### WHAT YOU SHOULD DO
Repeat all the lines below exactly, but omit the pictures.
[Start of Attachment]
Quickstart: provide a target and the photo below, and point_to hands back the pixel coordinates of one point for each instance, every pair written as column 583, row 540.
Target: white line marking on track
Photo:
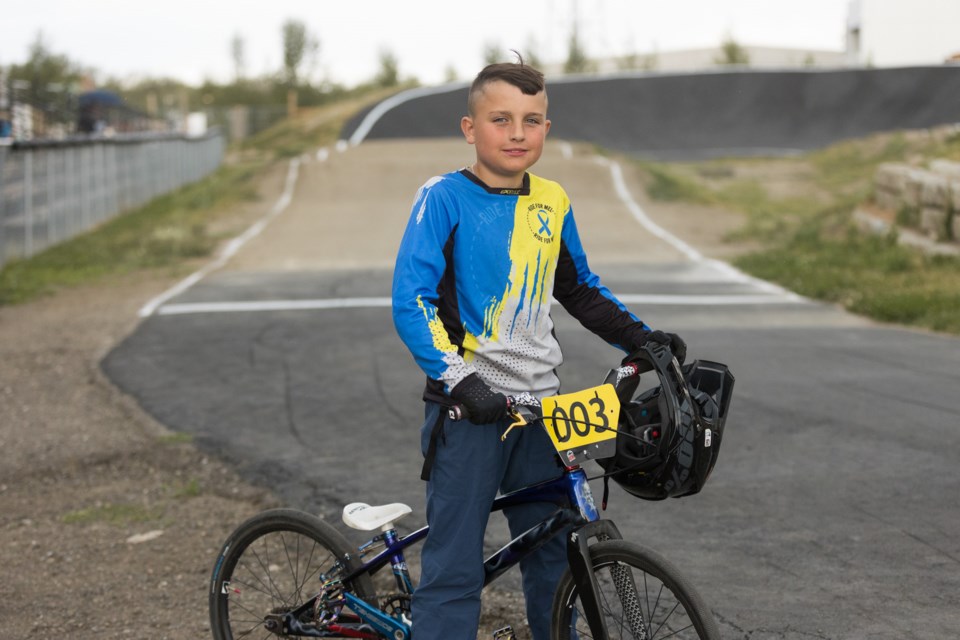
column 393, row 101
column 232, row 247
column 730, row 272
column 273, row 305
column 385, row 303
[End of Attachment]
### EXERCISE RESULT
Quickstart: provide a target and the photo below, and point_to hands back the pixel coordinates of one point for each instance, every pair written as column 583, row 540.
Target: white line marking on track
Photo:
column 393, row 101
column 232, row 247
column 730, row 272
column 273, row 305
column 385, row 303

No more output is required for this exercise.